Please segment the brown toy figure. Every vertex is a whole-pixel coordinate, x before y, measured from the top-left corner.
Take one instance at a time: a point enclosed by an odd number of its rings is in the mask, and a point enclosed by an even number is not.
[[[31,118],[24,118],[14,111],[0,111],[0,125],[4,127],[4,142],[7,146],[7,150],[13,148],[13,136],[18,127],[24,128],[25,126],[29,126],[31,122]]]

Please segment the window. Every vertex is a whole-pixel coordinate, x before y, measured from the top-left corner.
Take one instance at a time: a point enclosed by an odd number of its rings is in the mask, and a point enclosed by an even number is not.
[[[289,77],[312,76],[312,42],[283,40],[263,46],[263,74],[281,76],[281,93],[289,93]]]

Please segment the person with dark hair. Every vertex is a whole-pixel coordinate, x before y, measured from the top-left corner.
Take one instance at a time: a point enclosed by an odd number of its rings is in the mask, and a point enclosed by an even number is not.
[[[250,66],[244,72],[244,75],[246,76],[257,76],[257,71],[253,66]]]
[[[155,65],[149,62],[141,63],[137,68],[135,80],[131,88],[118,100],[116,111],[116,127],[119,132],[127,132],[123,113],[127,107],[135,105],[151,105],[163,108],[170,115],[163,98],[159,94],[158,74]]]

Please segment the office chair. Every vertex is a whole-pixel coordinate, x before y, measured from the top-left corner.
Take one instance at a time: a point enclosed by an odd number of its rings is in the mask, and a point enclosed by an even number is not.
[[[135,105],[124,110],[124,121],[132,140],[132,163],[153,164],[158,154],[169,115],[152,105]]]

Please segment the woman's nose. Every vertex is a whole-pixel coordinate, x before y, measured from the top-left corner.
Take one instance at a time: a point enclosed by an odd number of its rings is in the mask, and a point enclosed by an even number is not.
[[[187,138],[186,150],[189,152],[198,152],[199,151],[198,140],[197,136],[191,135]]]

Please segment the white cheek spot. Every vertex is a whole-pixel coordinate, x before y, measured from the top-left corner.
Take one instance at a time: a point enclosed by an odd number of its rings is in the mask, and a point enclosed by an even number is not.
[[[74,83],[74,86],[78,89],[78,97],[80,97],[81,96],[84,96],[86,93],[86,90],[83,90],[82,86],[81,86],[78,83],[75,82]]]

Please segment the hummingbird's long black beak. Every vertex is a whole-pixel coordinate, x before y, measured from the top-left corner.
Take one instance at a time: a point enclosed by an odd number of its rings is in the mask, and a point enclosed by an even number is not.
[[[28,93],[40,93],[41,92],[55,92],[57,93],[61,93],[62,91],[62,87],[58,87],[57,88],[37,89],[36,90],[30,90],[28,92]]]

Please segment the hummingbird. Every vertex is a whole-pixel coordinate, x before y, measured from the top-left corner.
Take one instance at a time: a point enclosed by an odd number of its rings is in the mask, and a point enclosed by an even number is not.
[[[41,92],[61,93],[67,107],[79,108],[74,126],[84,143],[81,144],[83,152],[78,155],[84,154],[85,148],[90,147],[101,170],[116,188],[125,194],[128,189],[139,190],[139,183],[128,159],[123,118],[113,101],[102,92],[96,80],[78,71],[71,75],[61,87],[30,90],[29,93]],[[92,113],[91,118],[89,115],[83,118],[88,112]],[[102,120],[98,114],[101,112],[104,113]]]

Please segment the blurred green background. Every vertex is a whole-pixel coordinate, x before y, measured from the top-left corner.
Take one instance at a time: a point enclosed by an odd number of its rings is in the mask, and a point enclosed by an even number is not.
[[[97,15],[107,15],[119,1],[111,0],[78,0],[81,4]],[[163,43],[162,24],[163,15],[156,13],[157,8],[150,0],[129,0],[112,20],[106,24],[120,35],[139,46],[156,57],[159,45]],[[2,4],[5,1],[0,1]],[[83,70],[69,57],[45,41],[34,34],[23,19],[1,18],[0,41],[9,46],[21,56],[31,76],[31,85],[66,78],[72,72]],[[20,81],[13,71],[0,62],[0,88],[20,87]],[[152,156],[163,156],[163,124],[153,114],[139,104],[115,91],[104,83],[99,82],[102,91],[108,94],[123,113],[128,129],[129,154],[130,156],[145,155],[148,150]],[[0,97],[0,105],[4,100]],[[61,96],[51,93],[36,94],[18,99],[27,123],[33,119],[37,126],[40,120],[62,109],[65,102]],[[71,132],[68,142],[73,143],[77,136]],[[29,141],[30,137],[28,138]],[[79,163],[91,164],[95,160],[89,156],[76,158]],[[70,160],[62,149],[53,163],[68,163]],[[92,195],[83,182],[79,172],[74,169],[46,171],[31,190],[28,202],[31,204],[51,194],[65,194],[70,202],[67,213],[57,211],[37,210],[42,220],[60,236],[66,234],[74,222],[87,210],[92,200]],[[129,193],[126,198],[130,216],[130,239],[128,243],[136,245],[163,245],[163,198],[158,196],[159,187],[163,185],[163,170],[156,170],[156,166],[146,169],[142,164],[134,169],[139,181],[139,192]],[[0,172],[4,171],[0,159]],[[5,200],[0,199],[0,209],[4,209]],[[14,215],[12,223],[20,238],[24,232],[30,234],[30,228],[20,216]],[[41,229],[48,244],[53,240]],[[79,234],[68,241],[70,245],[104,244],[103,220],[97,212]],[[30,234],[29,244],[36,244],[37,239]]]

_Task description_
Write down all the entries again without a single difference.

_Written response_
Please segment the brown toy figure. Every vertex is a whole-pixel coordinate, x before y, measured from the top-left corner.
Take one instance at a time: a point enclosed by an odd number of its rings is in the mask, and a point enclosed by an even number is not.
[[[31,118],[24,118],[14,111],[0,111],[0,125],[4,127],[4,142],[7,146],[7,150],[13,148],[13,136],[18,127],[24,128],[25,126],[29,126],[31,122]]]

Please segment the window. Every vertex is a whole-pixel coordinate, x before y, measured from the top-left corner.
Take one instance at a time: a point enclosed by an odd number of its rings is in the mask, and a point enclosed by an even number is not.
[[[289,77],[312,76],[312,42],[283,40],[263,46],[263,74],[281,76],[281,93],[289,93]]]

Please segment the person with dark hair. Every vertex is a whole-pixel coordinate, x before y, measured from the top-left corner.
Take one instance at a time: a point enclosed by an odd number of its rings is in the mask, and a point enclosed by an even number is not.
[[[250,66],[244,72],[244,75],[246,76],[257,76],[257,71],[253,66]]]
[[[155,65],[149,62],[141,63],[137,68],[135,80],[131,88],[118,100],[116,111],[116,127],[119,132],[127,132],[123,113],[127,107],[135,105],[151,105],[163,108],[170,115],[163,98],[159,94],[158,74]]]

Please segment the office chair. Every vertex is a whole-pixel coordinate, x before y, measured from the top-left corner.
Take one instance at a time: a point enclosed by an odd number of its rings is in the mask, and a point enclosed by an even number is not.
[[[135,105],[124,110],[124,121],[132,140],[132,163],[153,164],[158,154],[169,115],[152,105]]]

Please segment the woman's nose. Every vertex is a whole-pixel coordinate, x before y, measured from the top-left corner.
Take one instance at a time: a point enclosed by an odd number of its rings is in the mask, and a point enclosed by an even number is not.
[[[187,138],[186,150],[189,152],[198,152],[199,151],[198,140],[197,136],[191,135]]]

Please segment the white cheek spot. Every vertex is a whole-pixel coordinate, x before y, measured from the top-left corner.
Take one instance at a time: a point enclosed by an odd number of its rings is in the mask, and a point enclosed by an even number is not.
[[[74,83],[74,86],[78,89],[78,97],[80,97],[81,96],[84,96],[86,93],[86,90],[83,90],[82,86],[81,86],[78,83],[75,82]]]

Please segment the hummingbird's long black beak. Every vertex is a whole-pixel coordinate, x before y, measured from the top-left corner.
Take one instance at a time: a point enclosed by an odd number of its rings is in the mask, and a point enclosed by an even number is not.
[[[28,93],[40,93],[41,92],[55,92],[57,93],[61,93],[62,91],[62,87],[58,87],[57,88],[37,89],[36,90],[30,90],[28,92]]]

Please segment the hummingbird. Every vertex is a whole-pixel coordinate, x before y, measured from the top-left corner.
Take one instance at a time: a point enclosed by an odd number of its rings is in the mask, and a point enclosed by an even number is not.
[[[41,92],[61,93],[67,107],[79,108],[74,126],[84,143],[81,144],[83,152],[78,155],[84,154],[85,148],[90,147],[101,170],[116,188],[125,194],[128,189],[139,190],[139,183],[128,159],[123,118],[113,101],[102,92],[96,80],[78,71],[71,75],[61,87],[30,90],[29,93]],[[92,113],[91,118],[89,115],[83,118],[88,112]],[[102,120],[98,114],[101,112],[104,113]]]

Please segment the blurred green background. Every vertex is a whole-pixel coordinate, x before y, measured from the top-left corner.
Take one instance at a time: a point enclosed by an odd number of its rings is in the mask, and a point enclosed by an even number is not.
[[[97,15],[107,15],[119,1],[111,0],[78,0],[81,4]],[[163,43],[162,24],[163,15],[156,13],[157,8],[150,0],[129,0],[112,20],[106,24],[120,35],[139,46],[156,57],[159,45]],[[2,4],[5,1],[0,1]],[[83,70],[69,57],[45,41],[34,34],[23,19],[1,18],[0,41],[9,46],[21,56],[31,76],[31,85],[66,78],[72,72]],[[20,81],[13,71],[0,62],[0,88],[20,87]],[[152,156],[163,156],[163,124],[153,114],[139,104],[115,91],[104,83],[99,82],[102,91],[108,94],[123,113],[128,129],[129,154],[130,156],[145,155],[148,150]],[[0,97],[0,105],[4,100]],[[61,96],[51,93],[36,94],[18,99],[27,123],[33,119],[37,126],[40,120],[62,109],[65,102]],[[71,132],[68,142],[73,143],[77,136]],[[29,141],[30,137],[28,138]],[[79,163],[91,164],[95,160],[89,156],[76,158]],[[70,160],[62,149],[53,163],[68,163]],[[92,195],[83,182],[79,172],[74,169],[46,171],[31,190],[28,202],[31,204],[51,194],[65,194],[70,202],[67,213],[57,211],[37,210],[42,220],[60,236],[66,234],[74,222],[87,210],[92,200]],[[129,193],[126,198],[130,216],[130,239],[128,243],[136,245],[163,245],[163,198],[158,196],[159,187],[163,185],[163,170],[156,170],[156,166],[146,169],[142,164],[134,169],[139,181],[139,192]],[[0,172],[4,171],[0,159]],[[5,200],[0,199],[0,209],[4,209]],[[14,215],[12,223],[20,238],[24,232],[30,234],[30,228],[20,216]],[[41,229],[48,244],[53,240]],[[79,234],[68,241],[70,245],[104,244],[103,220],[97,212]],[[30,234],[29,244],[36,244],[37,239]]]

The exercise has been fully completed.